>> START

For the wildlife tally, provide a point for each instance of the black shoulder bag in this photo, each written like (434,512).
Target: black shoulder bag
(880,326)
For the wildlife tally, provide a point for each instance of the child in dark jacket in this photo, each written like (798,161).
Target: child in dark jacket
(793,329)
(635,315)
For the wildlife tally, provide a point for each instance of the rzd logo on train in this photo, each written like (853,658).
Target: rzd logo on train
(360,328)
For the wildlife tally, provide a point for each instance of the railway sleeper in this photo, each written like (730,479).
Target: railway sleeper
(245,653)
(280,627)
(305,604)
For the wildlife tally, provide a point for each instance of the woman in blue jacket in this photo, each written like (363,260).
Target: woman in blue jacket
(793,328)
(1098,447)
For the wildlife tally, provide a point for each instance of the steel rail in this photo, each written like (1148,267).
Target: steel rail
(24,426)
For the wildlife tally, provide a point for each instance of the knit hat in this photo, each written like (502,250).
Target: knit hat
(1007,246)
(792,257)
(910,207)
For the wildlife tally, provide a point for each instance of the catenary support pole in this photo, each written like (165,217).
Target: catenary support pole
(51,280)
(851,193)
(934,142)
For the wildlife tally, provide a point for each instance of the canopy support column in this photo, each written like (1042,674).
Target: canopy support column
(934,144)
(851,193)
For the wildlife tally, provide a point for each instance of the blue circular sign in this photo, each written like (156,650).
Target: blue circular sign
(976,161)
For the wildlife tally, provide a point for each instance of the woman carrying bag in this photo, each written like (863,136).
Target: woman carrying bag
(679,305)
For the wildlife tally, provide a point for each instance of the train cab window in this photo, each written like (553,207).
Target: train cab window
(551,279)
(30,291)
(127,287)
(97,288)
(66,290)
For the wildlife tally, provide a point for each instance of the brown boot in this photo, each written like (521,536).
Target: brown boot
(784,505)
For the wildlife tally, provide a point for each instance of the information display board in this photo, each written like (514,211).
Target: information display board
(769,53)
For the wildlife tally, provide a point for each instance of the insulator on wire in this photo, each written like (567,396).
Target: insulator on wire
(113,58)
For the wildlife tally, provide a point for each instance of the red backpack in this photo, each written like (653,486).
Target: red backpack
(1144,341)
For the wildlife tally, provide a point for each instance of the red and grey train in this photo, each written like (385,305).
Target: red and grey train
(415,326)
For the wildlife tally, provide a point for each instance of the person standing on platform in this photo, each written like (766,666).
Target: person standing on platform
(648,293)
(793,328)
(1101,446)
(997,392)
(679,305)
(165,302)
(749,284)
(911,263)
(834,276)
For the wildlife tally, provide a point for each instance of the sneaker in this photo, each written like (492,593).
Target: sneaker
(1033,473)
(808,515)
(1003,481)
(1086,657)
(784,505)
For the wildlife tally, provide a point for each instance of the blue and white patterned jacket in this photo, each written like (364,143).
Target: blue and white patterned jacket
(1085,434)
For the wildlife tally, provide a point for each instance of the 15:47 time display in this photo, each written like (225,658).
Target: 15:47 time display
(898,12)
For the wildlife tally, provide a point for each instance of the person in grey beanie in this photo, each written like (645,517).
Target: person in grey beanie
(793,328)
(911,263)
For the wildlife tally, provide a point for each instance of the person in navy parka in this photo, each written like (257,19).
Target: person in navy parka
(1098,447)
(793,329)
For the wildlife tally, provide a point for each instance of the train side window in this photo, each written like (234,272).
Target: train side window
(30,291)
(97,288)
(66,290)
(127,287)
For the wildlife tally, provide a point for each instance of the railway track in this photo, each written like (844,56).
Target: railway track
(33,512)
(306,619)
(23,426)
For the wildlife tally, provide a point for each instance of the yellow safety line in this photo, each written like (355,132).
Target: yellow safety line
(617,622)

>> END

Render all of the records above as a Markdown table with two columns, Row and Line, putting each line in its own numbered row and leaving out any blank lines.

| Row | Line |
|---|---|
| 1 | For the wildlife tally, provide a point for each instance of the black shoulder bag in this photo, each written like (434,512). |
| 2 | Target: black shoulder bag |
| 3 | (880,326) |
| 4 | For the wildlife tally, provide a point for each instance of the child in dark jacket in this photo, each written like (798,161). |
| 5 | Target: child in dark jacket |
| 6 | (793,329) |
| 7 | (635,315) |
| 8 | For the wildlife tally, provide a point for each instance of the rzd logo on train in this photo, each written like (853,658). |
| 9 | Target: rzd logo on train |
| 10 | (360,328) |
| 11 | For the wildlife tally, provide a point for each instance of the railway sleeper in this photo, each written like (730,479). |
| 12 | Target: railway sleeper |
| 13 | (245,653) |
| 14 | (280,627) |
| 15 | (305,604) |
| 16 | For the wildlife tally, provide a point for each instance of the woman in blue jacket in this photo, each written like (363,260). |
| 17 | Target: woman in blue jacket |
| 18 | (793,328) |
| 19 | (1098,447) |
| 20 | For the wildlife tally, provide a point for each instance of the steel rail in this photo, each written like (1148,267). |
| 21 | Target: steel rail |
| 22 | (24,426) |
| 23 | For the wildlife tally, provide a point for each instance of the knit hat in this photo, each written like (502,250). |
| 24 | Target: knit hat |
| 25 | (1007,246) |
| 26 | (792,257) |
| 27 | (910,207) |
| 28 | For the wildlife tally, provide a point for each instance of the catenary support pole in this photo, each written like (165,217). |
| 29 | Target: catenary support pole |
| 30 | (51,280) |
| 31 | (851,193) |
| 32 | (934,142) |
| 33 | For the wildlife tally, provide a point for each instance of the canopy support column in this photo, each written like (1042,674). |
| 34 | Target: canopy support column |
| 35 | (934,144) |
| 36 | (851,193) |
| 37 | For the wildlife tally, provide a point for each instance of the blue circular sign in this photo, each written like (156,650). |
| 38 | Target: blue circular sign |
| 39 | (976,161) |
| 40 | For the wildlife tally, provide a point for each instance of the woman carrying bag in this photo, each written like (863,136). |
| 41 | Target: woman carrying bag |
| 42 | (679,305) |
| 43 | For the wildlife tally, provide a point for each instance of the train cab window in this photo, each written like (553,207). |
| 44 | Target: train cab window |
| 45 | (551,279) |
| 46 | (30,291) |
| 47 | (127,287) |
| 48 | (97,288) |
| 49 | (66,290) |
| 50 | For the wildlife tally, provide a point for each instance of the brown boot in this photo, each written like (521,536). |
| 51 | Target: brown boot |
| 52 | (784,505) |
| 53 | For the wildlife tally, provide a point for each instance of the information display board in this photo, each written like (514,211). |
| 54 | Target: information display board |
| 55 | (769,53) |
| 56 | For the wildlife tally, provide a point for each instance of the insulator on wire in this photo, each written like (567,396). |
| 57 | Target: insulator on wire |
| 58 | (113,58) |
| 59 | For the wildlife tally, provide a point for each instance of the red backpack in this photo, each written like (653,486). |
| 60 | Target: red backpack |
| 61 | (1144,341) |
| 62 | For the wildlife tally, provide a point for each instance of the red and grey train in this photo, each written like (385,305). |
| 63 | Target: red and grey train |
| 64 | (415,326) |
| 65 | For the wildlife tally, provide a point for each instance of the person standing on platform in this photo, each written like (766,666). |
| 66 | Target: person standing on platform |
| 67 | (648,293) |
| 68 | (793,328) |
| 69 | (1101,446) |
| 70 | (997,392) |
| 71 | (679,305) |
| 72 | (165,302) |
| 73 | (749,284) |
| 74 | (911,263) |
| 75 | (834,276) |
| 76 | For the wildlife tally, provide a point for each instance of the sneaker in this photo, each written like (492,593). |
| 77 | Target: sneaker |
| 78 | (1033,473) |
| 79 | (808,515) |
| 80 | (1003,481) |
| 81 | (1086,657) |
| 82 | (784,505) |
| 83 | For the wildlife tally, provide a point for each instance of the blue and white patterned jacket in this photo, each written like (364,143). |
| 84 | Target: blue and white patterned jacket |
| 85 | (1085,434) |
| 86 | For the wildlife tally, provide a point for each instance of the 15:47 time display in this photo, each written like (225,658). |
| 87 | Target: 15:47 time display |
| 88 | (898,12) |
| 89 | For the wildlife tally, provide a point for each instance of the person in grey beanie in this photo, each written like (645,517). |
| 90 | Target: person in grey beanie |
| 91 | (793,328) |
| 92 | (911,263) |
| 93 | For the wildlife tally, provide a point for each instance of the person in navy parka in this photo, each written like (257,19). |
| 94 | Target: person in navy parka |
| 95 | (1098,447) |
| 96 | (793,329) |
| 97 | For the wildlife tally, provide a point for each instance of the train side window in this photo, each written like (234,272). |
| 98 | Target: train side window |
| 99 | (30,291) |
| 100 | (97,288) |
| 101 | (66,290) |
| 102 | (127,287) |
| 103 | For the wildlife tally, provide a point for each instance of the railway track in this photo, each written like (844,56). |
| 104 | Target: railway track |
| 105 | (33,512) |
| 106 | (306,619) |
| 107 | (23,426) |
| 108 | For the wildlife tally, provide a point for each instance of the yellow safety line in this photo, each written like (355,132). |
| 109 | Target: yellow safety line |
| 110 | (617,622) |